EXCERPTED PASSAGE ->
------------------------------
In addition to clock settings (as well as bake and broil modes), the main control panel also displays a Delay Time setting, which allows you to set the time you want the oven to start. Naturally, this shouldn’t be used with easy-to-spoil foods (like milk, eggs, fish, poultry, or pork), but if you know you’re going to cook at a certain time, the convenient setting can free you up to handle other kitchen duties.
The oven also comes with two cleaning modes: Self Clean and Steam Clean. The first uses high temperatures to get rid of serious build-up, while the latter targets smaller messes with steam. If you’ve ever had to scrub stuck-on messes from the inside of your oven, simply pouring one cup of water into the bottom of your appliance, activating the 30-minute cycle, and watching it clean itself will prove insanely gratifying.
Design: Sleek and contemporary
The GE’s edge-to-edge burner configuration affords it a very sleek—if slightly industrial—appearance. The control panel is uncluttered and intuitive enough to use without reading the manual and the burner dials feel sturdy and reliably attached. The range fits most conventional oven spaces and the lower drawer glides smoothly allowing easy access to tucked-away pans.
------------------------------
ENTRIES SUPPLIED ->
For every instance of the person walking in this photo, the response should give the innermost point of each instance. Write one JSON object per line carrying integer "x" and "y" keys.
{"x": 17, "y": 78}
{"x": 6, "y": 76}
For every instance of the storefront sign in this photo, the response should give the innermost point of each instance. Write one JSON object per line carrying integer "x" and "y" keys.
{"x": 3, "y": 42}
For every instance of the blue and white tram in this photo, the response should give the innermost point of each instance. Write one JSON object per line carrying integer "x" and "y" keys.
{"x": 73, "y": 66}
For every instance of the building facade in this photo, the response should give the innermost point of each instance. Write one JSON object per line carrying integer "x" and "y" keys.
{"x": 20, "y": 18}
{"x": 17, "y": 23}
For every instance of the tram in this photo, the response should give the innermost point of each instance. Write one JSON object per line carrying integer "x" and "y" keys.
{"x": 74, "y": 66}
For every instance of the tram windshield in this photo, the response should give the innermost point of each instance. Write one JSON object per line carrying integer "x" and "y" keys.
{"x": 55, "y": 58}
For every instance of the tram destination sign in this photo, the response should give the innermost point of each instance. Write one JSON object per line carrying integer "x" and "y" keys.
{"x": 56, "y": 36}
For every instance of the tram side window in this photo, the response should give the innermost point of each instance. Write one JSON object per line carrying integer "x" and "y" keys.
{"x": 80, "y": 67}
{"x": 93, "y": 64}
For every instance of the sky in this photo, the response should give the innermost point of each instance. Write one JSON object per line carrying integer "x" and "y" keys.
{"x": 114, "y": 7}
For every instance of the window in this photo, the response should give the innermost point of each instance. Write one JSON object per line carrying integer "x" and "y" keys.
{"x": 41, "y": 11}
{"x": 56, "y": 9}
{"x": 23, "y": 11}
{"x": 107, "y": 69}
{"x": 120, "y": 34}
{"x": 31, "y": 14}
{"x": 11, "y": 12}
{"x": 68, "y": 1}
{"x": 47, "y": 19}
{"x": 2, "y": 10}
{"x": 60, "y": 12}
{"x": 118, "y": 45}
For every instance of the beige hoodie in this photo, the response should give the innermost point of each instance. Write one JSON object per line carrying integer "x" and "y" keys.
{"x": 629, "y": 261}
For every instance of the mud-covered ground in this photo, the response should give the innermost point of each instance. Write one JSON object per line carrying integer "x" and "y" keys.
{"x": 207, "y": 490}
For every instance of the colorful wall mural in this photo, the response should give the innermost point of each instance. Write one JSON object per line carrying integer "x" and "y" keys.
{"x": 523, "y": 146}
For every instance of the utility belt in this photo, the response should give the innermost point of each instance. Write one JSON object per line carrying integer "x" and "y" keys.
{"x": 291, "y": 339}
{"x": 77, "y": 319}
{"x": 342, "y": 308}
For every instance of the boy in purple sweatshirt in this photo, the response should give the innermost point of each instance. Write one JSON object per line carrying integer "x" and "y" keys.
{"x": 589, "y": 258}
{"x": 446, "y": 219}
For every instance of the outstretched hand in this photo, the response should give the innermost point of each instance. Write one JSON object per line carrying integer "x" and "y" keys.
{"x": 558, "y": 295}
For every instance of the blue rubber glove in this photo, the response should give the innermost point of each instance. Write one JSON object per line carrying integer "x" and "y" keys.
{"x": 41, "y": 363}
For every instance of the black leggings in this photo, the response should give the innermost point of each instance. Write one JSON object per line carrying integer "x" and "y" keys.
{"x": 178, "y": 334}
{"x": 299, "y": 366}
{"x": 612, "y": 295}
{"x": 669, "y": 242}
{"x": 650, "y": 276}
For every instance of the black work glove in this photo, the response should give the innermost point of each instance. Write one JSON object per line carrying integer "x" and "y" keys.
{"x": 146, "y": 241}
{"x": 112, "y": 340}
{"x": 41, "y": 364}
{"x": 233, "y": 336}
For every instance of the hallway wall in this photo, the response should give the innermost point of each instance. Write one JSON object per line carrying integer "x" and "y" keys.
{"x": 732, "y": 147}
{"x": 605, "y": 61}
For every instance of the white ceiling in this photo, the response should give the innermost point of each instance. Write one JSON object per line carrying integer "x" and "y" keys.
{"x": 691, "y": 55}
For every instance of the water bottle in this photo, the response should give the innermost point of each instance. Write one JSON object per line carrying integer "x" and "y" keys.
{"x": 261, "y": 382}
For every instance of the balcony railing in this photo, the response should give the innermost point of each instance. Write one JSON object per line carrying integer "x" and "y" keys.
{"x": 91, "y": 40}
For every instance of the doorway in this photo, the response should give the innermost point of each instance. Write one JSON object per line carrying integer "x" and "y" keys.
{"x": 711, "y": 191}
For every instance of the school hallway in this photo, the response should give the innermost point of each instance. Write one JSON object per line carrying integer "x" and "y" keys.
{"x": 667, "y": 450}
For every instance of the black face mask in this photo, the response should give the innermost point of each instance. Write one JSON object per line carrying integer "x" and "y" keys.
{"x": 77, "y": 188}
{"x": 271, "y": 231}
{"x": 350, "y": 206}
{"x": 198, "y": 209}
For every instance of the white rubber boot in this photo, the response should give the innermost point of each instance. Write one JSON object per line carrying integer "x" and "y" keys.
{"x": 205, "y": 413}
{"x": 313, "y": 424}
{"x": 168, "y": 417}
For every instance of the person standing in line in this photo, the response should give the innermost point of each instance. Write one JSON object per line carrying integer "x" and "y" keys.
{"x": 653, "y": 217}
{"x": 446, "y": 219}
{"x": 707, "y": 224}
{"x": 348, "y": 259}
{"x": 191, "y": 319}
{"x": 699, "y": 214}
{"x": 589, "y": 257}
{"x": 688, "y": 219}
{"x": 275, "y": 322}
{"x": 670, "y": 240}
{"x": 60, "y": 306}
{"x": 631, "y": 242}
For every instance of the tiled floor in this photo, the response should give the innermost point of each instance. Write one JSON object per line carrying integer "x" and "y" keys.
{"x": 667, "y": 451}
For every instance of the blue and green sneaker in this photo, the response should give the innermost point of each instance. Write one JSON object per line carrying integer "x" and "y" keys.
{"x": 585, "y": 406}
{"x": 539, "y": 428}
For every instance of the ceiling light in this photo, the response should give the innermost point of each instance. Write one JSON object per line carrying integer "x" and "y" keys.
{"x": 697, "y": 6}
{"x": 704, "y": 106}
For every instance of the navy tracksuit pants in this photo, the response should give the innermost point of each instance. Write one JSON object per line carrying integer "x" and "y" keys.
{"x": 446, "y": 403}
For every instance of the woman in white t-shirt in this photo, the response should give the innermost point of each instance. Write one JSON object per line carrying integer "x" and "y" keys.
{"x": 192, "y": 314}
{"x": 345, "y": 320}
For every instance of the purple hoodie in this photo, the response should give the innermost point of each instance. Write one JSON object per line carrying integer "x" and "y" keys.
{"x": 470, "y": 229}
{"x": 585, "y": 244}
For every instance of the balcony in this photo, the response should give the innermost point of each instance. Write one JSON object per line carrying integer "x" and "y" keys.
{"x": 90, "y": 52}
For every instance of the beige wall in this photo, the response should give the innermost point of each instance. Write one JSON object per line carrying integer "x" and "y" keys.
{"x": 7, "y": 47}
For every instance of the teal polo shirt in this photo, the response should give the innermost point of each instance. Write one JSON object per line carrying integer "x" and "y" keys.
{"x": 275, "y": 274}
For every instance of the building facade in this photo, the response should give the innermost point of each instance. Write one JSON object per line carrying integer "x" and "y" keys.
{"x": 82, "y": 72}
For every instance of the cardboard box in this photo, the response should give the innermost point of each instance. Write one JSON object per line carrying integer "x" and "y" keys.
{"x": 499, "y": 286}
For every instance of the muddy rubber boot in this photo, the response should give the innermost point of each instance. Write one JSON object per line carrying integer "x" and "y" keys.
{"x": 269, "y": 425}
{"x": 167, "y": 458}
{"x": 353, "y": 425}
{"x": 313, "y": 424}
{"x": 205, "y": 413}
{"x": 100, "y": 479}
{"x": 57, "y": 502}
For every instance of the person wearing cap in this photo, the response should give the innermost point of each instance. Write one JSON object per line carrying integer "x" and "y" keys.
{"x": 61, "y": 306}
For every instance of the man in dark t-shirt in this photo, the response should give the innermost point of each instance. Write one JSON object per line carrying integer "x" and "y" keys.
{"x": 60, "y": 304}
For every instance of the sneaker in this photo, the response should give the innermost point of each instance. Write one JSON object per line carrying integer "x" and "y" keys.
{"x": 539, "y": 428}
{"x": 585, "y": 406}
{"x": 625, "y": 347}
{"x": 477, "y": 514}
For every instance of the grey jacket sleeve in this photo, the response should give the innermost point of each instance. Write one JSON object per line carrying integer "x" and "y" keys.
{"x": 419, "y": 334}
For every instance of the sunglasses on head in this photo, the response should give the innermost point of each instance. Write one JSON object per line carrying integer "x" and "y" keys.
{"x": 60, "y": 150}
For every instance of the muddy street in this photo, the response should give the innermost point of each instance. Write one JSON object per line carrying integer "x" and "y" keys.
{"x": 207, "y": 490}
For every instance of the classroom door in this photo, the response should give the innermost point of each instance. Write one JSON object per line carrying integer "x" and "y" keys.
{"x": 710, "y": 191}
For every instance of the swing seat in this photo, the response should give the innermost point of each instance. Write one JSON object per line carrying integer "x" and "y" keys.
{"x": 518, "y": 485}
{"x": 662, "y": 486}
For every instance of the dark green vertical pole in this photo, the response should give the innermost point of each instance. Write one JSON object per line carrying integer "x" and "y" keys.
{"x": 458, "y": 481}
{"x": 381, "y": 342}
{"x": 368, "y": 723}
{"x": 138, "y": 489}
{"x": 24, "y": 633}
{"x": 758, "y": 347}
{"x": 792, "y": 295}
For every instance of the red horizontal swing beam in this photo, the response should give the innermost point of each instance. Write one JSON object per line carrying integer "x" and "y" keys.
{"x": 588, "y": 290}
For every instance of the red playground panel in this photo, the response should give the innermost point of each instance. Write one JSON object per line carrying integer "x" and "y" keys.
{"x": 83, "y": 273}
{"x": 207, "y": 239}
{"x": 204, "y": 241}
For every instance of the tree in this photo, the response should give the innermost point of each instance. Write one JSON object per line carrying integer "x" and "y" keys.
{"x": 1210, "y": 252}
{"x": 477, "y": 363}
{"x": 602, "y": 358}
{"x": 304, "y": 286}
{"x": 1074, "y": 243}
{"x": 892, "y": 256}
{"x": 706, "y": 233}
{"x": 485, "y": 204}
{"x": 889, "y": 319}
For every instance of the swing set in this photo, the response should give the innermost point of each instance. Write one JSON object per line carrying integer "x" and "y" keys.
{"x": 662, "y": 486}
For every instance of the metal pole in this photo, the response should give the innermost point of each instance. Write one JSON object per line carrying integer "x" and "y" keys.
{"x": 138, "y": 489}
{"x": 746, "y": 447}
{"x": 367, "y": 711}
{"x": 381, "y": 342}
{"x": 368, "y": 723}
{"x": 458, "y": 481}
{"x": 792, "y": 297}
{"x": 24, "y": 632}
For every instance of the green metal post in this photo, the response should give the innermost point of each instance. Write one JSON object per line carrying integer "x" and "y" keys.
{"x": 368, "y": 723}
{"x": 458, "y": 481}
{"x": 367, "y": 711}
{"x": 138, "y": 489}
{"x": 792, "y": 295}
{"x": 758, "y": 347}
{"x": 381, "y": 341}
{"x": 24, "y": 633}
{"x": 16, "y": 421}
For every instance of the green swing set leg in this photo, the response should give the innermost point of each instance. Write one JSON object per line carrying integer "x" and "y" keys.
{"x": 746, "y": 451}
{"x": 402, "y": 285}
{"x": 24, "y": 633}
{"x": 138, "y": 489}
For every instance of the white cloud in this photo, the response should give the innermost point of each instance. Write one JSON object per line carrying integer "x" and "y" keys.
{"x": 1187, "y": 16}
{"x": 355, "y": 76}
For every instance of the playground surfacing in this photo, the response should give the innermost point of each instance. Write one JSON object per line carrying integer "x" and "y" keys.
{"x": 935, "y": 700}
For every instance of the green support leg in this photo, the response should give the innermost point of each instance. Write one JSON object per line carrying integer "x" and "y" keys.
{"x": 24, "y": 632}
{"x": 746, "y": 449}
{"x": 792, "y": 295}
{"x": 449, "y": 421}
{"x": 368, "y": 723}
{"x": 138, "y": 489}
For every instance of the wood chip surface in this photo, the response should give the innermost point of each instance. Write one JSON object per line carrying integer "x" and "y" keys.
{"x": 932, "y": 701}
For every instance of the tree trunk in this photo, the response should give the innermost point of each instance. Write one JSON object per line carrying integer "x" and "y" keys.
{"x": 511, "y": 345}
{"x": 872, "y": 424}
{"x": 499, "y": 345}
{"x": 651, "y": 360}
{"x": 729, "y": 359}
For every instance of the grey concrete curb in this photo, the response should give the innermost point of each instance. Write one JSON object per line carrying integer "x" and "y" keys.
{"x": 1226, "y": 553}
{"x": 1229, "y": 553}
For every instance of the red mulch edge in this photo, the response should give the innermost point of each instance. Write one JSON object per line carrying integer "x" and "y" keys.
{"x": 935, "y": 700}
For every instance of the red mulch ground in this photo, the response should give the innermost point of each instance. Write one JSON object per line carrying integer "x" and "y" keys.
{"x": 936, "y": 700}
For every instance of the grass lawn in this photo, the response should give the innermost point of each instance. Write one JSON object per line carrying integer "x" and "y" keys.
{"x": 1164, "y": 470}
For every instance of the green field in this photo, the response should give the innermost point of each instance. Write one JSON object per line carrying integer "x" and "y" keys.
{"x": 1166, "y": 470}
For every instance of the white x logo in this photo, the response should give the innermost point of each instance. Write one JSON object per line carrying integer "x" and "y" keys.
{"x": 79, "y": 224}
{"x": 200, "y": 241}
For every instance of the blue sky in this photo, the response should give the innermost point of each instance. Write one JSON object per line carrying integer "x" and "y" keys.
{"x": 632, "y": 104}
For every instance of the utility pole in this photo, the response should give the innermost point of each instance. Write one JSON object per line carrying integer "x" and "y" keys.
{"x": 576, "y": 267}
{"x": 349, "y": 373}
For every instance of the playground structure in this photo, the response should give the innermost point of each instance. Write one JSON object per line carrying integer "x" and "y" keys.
------------------------------
TO DO -> Name every easy-to-spoil food that the oven review says should not be used with the Delay Time setting. The entries are separate material and have no connection to the oven review above them.

EXERCISE ANSWER -> Milk, eggs, fish, poultry, and pork.